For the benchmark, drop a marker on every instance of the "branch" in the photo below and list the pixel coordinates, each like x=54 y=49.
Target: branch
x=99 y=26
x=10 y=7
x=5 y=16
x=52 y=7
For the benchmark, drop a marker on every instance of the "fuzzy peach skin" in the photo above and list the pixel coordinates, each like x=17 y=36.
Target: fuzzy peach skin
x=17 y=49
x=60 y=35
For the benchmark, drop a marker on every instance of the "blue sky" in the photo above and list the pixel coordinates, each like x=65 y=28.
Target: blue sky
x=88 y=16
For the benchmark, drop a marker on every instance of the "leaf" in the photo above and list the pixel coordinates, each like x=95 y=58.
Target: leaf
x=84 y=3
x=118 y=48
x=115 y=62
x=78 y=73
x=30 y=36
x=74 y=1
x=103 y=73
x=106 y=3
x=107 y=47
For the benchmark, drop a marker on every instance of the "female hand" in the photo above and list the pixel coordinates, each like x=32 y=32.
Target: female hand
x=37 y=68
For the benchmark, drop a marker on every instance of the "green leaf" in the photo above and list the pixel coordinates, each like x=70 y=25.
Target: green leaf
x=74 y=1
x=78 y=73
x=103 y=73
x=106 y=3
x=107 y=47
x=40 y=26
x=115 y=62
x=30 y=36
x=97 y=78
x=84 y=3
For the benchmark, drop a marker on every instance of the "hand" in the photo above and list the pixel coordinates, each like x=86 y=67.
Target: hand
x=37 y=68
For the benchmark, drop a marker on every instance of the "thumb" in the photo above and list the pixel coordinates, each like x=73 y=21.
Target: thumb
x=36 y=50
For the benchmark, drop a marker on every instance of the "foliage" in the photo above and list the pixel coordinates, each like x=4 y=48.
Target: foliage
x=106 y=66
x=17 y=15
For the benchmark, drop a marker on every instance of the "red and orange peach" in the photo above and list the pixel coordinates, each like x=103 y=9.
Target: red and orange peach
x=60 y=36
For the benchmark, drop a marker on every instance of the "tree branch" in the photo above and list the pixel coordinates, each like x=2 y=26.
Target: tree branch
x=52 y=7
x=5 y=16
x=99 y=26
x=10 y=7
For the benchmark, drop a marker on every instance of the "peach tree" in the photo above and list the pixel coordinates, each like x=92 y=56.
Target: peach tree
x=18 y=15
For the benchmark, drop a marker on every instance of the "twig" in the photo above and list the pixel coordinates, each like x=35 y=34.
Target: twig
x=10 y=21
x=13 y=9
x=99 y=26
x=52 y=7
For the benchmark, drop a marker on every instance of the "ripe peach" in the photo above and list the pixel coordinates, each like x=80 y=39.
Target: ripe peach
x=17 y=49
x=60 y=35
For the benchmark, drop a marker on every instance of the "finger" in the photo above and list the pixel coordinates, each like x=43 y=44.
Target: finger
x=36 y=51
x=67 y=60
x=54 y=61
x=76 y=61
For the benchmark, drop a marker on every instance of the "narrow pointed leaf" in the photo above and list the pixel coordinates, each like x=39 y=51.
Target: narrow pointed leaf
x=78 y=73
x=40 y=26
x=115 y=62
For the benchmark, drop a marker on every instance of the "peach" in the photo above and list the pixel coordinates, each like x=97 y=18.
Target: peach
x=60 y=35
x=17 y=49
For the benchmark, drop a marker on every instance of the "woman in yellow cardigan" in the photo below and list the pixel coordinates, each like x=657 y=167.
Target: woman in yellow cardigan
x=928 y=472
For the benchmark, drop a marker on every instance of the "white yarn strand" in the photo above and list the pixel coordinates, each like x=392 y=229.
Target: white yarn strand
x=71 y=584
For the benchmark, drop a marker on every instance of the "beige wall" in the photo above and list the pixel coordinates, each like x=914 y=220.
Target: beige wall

Your goal
Put the lines of the records into a numbered list, starting with the line that contains "like x=657 y=167." and going on through the last line of the records. Leave out any blank lines.

Exercise answer
1. For the benchmark, drop a marker on every instance of the "woman in yellow cardigan" in the photo below and list the pixel coordinates, each like x=657 y=167.
2. Target: woman in yellow cardigan
3. x=928 y=472
4. For the benchmark, drop a marker on every instance of the "white yarn strand" in the photo above and list the pixel coordinates, each like x=392 y=229.
5. Target: white yarn strand
6. x=71 y=584
7. For the benchmark, drop a marker on every instance of the "beige wall" in the photo above and list the pixel coordinates, each like x=914 y=220.
8. Target: beige wall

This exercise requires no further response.